■ **DESCRIPTION OF THE TASK**
In the data below, find the line containing "# test: locate points for every instance of the mown"; reproduce that line and all subsequent lines exactly, and nothing else.

■ **RECORDS SUPPLIED**
******

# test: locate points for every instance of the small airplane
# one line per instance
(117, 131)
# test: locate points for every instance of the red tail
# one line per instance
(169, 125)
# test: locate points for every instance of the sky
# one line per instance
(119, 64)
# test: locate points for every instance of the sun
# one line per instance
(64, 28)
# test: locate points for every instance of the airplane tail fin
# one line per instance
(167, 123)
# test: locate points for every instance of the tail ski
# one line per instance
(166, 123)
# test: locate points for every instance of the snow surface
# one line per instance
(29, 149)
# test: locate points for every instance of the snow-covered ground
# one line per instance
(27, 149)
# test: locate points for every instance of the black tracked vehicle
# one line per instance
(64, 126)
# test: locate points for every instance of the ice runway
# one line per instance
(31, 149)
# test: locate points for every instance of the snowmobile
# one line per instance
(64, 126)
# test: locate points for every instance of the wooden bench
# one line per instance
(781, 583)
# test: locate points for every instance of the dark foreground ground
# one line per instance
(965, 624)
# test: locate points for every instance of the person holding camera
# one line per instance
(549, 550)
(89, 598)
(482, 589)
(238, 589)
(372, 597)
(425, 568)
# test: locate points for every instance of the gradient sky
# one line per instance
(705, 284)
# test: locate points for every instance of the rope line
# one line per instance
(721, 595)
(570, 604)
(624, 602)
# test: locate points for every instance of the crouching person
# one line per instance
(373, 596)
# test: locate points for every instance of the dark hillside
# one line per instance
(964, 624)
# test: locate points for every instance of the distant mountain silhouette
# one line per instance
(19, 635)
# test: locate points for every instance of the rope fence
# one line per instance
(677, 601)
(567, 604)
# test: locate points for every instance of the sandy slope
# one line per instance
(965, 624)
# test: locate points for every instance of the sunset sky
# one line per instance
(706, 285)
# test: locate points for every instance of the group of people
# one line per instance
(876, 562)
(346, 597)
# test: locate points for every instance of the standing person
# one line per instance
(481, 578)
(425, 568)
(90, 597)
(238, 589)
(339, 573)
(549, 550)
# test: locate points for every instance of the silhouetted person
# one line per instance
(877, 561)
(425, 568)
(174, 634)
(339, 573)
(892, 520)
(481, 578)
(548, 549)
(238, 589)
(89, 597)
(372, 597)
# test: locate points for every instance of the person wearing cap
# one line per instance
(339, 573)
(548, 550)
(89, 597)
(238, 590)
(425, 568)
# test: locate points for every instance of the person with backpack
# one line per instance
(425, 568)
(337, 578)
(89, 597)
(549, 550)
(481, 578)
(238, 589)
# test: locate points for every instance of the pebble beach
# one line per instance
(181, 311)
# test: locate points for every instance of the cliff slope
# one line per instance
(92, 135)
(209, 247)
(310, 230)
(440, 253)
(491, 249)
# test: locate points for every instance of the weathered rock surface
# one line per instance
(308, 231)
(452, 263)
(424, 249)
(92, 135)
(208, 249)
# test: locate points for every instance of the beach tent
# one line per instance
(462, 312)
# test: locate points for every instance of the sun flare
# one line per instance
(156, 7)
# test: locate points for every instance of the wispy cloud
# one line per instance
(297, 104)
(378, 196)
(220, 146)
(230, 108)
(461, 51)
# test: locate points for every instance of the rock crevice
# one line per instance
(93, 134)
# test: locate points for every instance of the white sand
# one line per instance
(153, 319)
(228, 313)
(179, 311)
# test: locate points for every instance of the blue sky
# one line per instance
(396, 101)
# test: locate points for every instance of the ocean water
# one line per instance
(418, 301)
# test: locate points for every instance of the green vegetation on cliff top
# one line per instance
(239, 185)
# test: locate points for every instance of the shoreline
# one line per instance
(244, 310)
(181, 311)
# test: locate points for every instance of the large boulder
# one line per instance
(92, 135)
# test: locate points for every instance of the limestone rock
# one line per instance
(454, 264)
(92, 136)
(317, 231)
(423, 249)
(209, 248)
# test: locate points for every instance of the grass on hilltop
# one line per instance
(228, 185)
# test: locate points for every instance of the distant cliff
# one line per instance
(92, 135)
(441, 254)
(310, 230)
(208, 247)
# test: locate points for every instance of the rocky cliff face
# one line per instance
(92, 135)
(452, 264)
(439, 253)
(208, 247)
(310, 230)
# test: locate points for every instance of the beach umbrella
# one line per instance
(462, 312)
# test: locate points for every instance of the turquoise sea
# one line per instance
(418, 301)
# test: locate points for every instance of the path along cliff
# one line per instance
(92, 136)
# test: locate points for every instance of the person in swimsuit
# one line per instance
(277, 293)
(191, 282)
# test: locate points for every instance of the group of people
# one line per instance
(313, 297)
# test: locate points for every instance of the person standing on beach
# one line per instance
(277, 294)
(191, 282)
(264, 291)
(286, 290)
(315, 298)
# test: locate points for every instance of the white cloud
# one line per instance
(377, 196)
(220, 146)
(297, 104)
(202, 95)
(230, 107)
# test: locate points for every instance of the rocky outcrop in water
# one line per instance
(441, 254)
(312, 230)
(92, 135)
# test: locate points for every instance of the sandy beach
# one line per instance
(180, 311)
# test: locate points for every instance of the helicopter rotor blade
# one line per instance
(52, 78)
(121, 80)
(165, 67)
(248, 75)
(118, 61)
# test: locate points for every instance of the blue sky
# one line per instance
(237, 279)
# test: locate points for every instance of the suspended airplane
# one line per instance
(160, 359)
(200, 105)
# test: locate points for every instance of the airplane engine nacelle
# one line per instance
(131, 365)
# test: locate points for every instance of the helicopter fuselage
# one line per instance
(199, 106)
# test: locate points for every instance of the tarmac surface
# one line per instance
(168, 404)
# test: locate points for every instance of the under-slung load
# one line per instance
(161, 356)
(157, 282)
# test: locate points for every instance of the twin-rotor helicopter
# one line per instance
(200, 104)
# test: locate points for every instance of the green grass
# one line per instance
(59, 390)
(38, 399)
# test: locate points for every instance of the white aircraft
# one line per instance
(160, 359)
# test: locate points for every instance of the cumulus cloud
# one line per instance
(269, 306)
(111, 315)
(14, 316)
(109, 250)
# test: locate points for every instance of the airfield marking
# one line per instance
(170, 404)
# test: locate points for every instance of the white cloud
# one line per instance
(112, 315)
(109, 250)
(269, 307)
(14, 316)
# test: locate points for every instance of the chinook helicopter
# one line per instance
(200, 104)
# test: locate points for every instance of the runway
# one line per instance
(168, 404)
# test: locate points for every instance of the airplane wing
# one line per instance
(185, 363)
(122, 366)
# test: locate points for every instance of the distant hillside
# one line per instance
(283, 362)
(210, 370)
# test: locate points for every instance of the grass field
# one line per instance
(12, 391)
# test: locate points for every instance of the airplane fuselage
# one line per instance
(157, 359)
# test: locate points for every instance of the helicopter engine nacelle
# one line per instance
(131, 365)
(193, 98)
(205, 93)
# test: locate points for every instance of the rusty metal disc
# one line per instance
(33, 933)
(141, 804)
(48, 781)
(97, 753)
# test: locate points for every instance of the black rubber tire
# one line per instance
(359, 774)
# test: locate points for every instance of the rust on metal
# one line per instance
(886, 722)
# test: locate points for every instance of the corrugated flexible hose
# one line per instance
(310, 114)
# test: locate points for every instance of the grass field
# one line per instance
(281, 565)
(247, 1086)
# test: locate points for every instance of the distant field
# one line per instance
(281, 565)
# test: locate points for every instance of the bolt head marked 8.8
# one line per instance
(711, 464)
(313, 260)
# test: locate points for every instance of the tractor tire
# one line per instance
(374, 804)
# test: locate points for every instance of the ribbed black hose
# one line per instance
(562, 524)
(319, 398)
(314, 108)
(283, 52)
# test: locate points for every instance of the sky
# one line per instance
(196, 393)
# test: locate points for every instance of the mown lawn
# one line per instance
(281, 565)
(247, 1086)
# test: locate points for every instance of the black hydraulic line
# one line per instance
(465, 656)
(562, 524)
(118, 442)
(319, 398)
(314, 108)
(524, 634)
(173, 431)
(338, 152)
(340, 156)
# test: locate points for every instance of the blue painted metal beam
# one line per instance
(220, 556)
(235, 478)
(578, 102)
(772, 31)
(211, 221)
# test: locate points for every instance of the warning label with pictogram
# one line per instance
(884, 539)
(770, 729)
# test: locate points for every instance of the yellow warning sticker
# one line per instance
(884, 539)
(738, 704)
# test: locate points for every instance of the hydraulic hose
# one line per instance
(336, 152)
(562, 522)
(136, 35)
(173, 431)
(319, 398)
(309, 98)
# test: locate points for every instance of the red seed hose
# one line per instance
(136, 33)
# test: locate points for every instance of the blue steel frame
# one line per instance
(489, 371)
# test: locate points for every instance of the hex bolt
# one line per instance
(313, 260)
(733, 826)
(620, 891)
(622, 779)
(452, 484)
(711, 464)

******

■ **SOLUTION TO THE EXERCISE**
# test: locate points for every instance of the mown lawn
# one line per instance
(281, 565)
(247, 1086)
# test: locate points for every instance of the black hydraulic line
# one line per instance
(465, 656)
(562, 524)
(118, 442)
(319, 398)
(314, 108)
(524, 634)
(173, 431)
(338, 152)
(340, 156)
# test: locate points for every instance of the blue painted metal beam
# one line per instance
(220, 556)
(235, 478)
(578, 102)
(772, 31)
(211, 221)
# test: locate points for every instance of the warning label with pictogram
# one line per instance
(884, 539)
(770, 729)
# test: locate points for every instance of the yellow warning sticker
# one line per instance
(884, 539)
(738, 704)
# test: locate points for every instance of the hydraulic hose
# one line per instance
(336, 152)
(562, 522)
(136, 35)
(173, 431)
(319, 398)
(309, 98)
# test: locate points for every instance of the red seed hose
# one line per instance
(136, 33)
# test: locate points for every instance of the blue steel frame
# one line per instance
(489, 371)
# test: locate points for every instance of the hex bolt
# one line per instance
(313, 260)
(733, 826)
(620, 891)
(622, 779)
(452, 484)
(711, 464)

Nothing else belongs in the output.